*** TEXT SHOWN Section Begins ***

An ornamental guardhouse and a small bridge, now incorporated in Mehrauli Archaeological Complex - Unbelievably, Sir Thomas had artificial slithering waterways and canals developed around his estate and would indulge in boating in what is one of the driest corners of the city!


Sir Thomas lived and died in his country house. It is alleged that Empress Zeenat Mahal, one of the queens of Bahadur Shah Zafar II (ruled AD 1837-57), the then Mughal emperor, had him poisoned through his servants in 1853. He died while staying at Quli Khan’s tomb; had he perhaps shown a little respect for the people of his beloved city, it wouldn't have come to such a pass – he was after all planning an overthrow of the Mughal regime in favor of an administration managed by Company Governors and military officers. He might be gone but his house and the follies that surrounded it still survive, many of them in different stages of ruin and/or overtaken by all-consuming vegetation. In his own words, he could not be indifferent to his cherished city since “the ruins of grandeur that extend for miles on every side fill it with serious reflection”. He commissioned the renowned Mughal artist Mazhar Ali Khan to sketch 120 beautiful scenes from Delhi’s enviable cultural and architectural heritage, monuments and palaces, Qutb complex and Quli Khan’s tomb, in an album he titled “Reminiscences of Imperial Delhi” (later referred to as “Dehlie/Delhi Book”), one of the finest exemplars of the fusion of delicate Mughal artwork with sensible English descriptions and notes that he himself added. He had the book sent to Emily to persuade her to visit India – though all records pertaining to his life and times were gutted in a fire, the book still remains the centerpiece of a collection of British Library for future generations and Delhi-lovers to remember the man who turned Delhi on its head and chose tombs to doze in.

Fast forward to AD 1857 – Only 4 years after his death, Delhi was gripped by horrific murder and arson as East India Co.’s enraged Indian soldiers (“Sepoys”) revolted on the prospect of being supplied rifle cartridges lined with fat of pigs and cows, that Muslims and Hindus hold untouchable due to religious reasons. Hundreds of British men, women and children were butchered in cold blood and their houses looted, vandalized and incinerated. Metcalfe’s house too was plundered and several of his follies destroyed or damaged. The British retaliation resulted in one of the longest and most cold-hearted sieges that Delhi had ever seen, at the end of which they bombarded the city, executed thousands of citizens, destroyed medieval heritage structures and pretty buildings, plundered the treasury and the houses of rich native merchants and court officers, took control of all the civil facilities of the city, converted magnificent mosques into stables and toilets, imprisoned Emperor Zafar and shot dead all his sons and grandsons. Had Sir Thomas been alive then, more than the ravaging of his beloved city, he would have been hurt to know that his own son, the then magistrate of Delhi, Sir Theophilus John Metcalfe, vengefully led the battle in several stages and relentlessly went about killing Indians. Though a general atmosphere of death and wretchedness pervaded all around and most Englishmen involved in the battles were eager to avenge their fallen compatriots by barbarically massacring as many Indians as they could, Sir Theophilus Metcalfe was considered one of the most pitiless men around and his pining for blood far exceeded the inexcusable cruelties he administered to the citizens of Delhi – inevitably, his own fellow Englishmen were so disgusted by his unbelievably horrid craving for vengeance and murder that they soon had him removed from the war front. The “Delhi Book” survives as one of the few specimens that record Delhi’s magnificence before the war shook it and the British vandalized its imposing palaces and burnt down the majestic mansions and gardens.

*** TEXT SHOWN Section Ends ***
*** INFORMATION Section Begins ***

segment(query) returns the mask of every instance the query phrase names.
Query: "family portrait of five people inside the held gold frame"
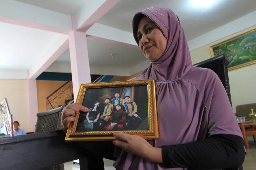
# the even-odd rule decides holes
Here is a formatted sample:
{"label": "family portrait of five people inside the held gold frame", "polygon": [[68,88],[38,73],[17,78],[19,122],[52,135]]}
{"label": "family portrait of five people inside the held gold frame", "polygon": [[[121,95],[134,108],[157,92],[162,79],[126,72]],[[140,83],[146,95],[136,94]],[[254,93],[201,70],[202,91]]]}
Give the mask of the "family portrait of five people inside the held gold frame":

*** INFORMATION Section Ends ***

▸ EXERCISE DESCRIPTION
In the passage about Sir Thomas Metcalfe, write out the part from "An ornamental guardhouse" to "of the city!" again, switching "boating" to "swimming".

▸ WRITTEN ANSWER
An ornamental guardhouse and a small bridge, now incorporated in Mehrauli Archaeological Complex - Unbelievably, Sir Thomas had artificial slithering waterways and canals developed around his estate and would indulge in swimming in what is one of the driest corners of the city!